**Article**
========
Valérie De Bue s’est en fait plongée dans ces questions lors de son passage au Sénat, entre 2014 et 2017. Elle a alors participé à une étude mondiale sur la représentation des femmes en politique, en compagnie notamment de son actuelle collègue au gouvernement wallon Christie Morreale (PS). Désormais en charge du Tourisme et du Patrimoine, elle n’abandonne pas ce combat. Elle évoque ainsi le concept de “matrimoine”, dans le but de “mettre en valeur les femmes qui ont joué un rôle-clé” dans l’architecture et l’artisanat. Et, sans doute un peu grâce à Georges-Louis Bouchez, on l’écoutera désormais plus attentivement sur de tels thèmes.

A pied ou à vélo, vive la promenade

Dans un agenda de ministre, les loisirs ne sont pas toujours évidents à caser. Valérie De Bue a donc opté pour la souplesse horaire des promenades familiales dans la campagne brabançonne. ” Cela permet de découvrir des paysages splendides, proches de chez nous et que nous traversons si souvent sans les voir “, sourit celle qui gère le portefeuille du Tourisme. Elle songe à passer au vélo (électrique), ce qui lui permettrait d’aller un peu plus loin. Jusqu’à Pairi Daiza peut-être, dont elle évoque le fondateur, Eric Domb: “Au départ, c’était le rêve d’une personne. Mais quelle réussite économique et environnementale! C’est un modèle pour beaucoup dans le monde du tourisme, rempli de gens passionnés et passionnants.” Mais pour l’heure, le vélo est essentiellement… elliptique. “Je pédale en regardant des émissions comme Des racines et des ailes“, sourit-elle.

En matière culturelle, elle apprécie les films et romans “à connotation historique”, comme Pentagon Papers, la série The Crown ou l’oeuvre de Ken Follett. “Je choisis aussi volontiers des biographies, dont récemment celle de Simone Veil, ou des essais, ajoute-t-elle. C’est alors pour le challenge intellectuel: je lis des auteurs dont je ne partage pas nécessairement les idées.”

“Je ne suis pas très buzz”

Elle est sur les réseaux sociaux comme dans la vie: d’abord, vous la trouvez discrète puis en y regardant plus attentivement, vous constatez qu’elle est très active. On la voit notamment assez bien sur Twitter (qu’elle a rejoint en 2009, et pas seulement pour relayer son travail ministériel): “Je suis les débats mais j’essaie de conserver une certaine distance, je ne suis pas très buzz, précise-t-elle. J’aime aussi le côté décalé d’Instagram, qui permet de découvrir des personnalités sous un autre angle.”

Nous devons intégrer ces outils à notre manière de travailler.

Qu’on les apprécie ou non, les réseaux sociaux sont aujourd’hui incontournables en politique. “Cela fait partie du métier, nous devons intégrer ces nouveaux outils à notre manière de travailler, dit-elle. Ils modifient aussi nos rapports aux citoyens, qui peuvent plus facilement entrer en contact avec nous, un phénomène susceptible de contribuer au rapprochement dont on parle si souvent.”
========
**Informations fournies**
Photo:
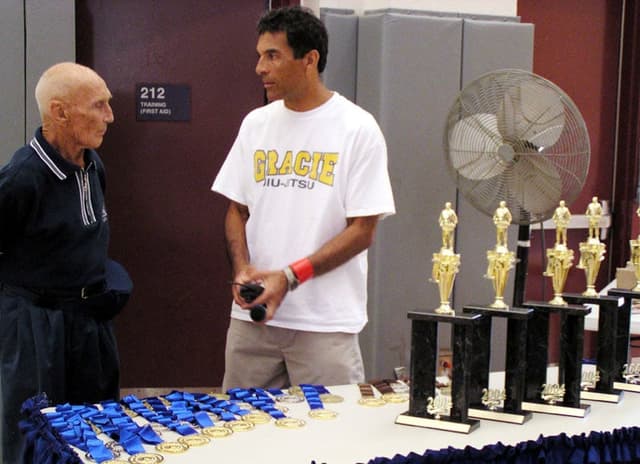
========
**Consignes**
a) D'après l'article, en quelle année Valérie De Bue s'est-elle inscrite sur Twitter ?
b) Dites si chacune de ces affirmations est conforme à l'article, en répondant par oui ou par non et en citant les mots du texte qui tranchent : (i) Valérie De Bue a siégé au Sénat de 2014 à 2017. (ii) Elle fait déjà ses promenades à vélo électrique. (iii) Elle ne lit que des auteurs dont elle partage les idées.
c) Restituez sans rien changer tout ce qui va de « Valérie De Bue s’est » jusqu'à « de tels thèmes. » dans l'article.

**Réponses rédigées**
a) En 2009.

b)
(i) Oui : « lors de son passage au Sénat, entre 2014 et 2017 ».
(ii) Non : « Elle songe à passer au vélo (électrique) ».
(iii) Non : « je lis des auteurs dont je ne partage pas nécessairement les idées ».

c)
Valérie De Bue s’est en fait plongée dans ces questions lors de son passage au Sénat, entre 2014 et 2017. Elle a alors participé à une étude mondiale sur la représentation des femmes en politique, en compagnie notamment de son actuelle collègue au gouvernement wallon Christie Morreale (PS). Désormais en charge du Tourisme et du Patrimoine, elle n’abandonne pas ce combat. Elle évoque ainsi le concept de “matrimoine”, dans le but de “mettre en valeur les femmes qui ont joué un rôle-clé” dans l’architecture et l’artisanat. Et, sans doute un peu grâce à Georges-Louis Bouchez, on l’écoutera désormais plus attentivement sur de tels thèmes.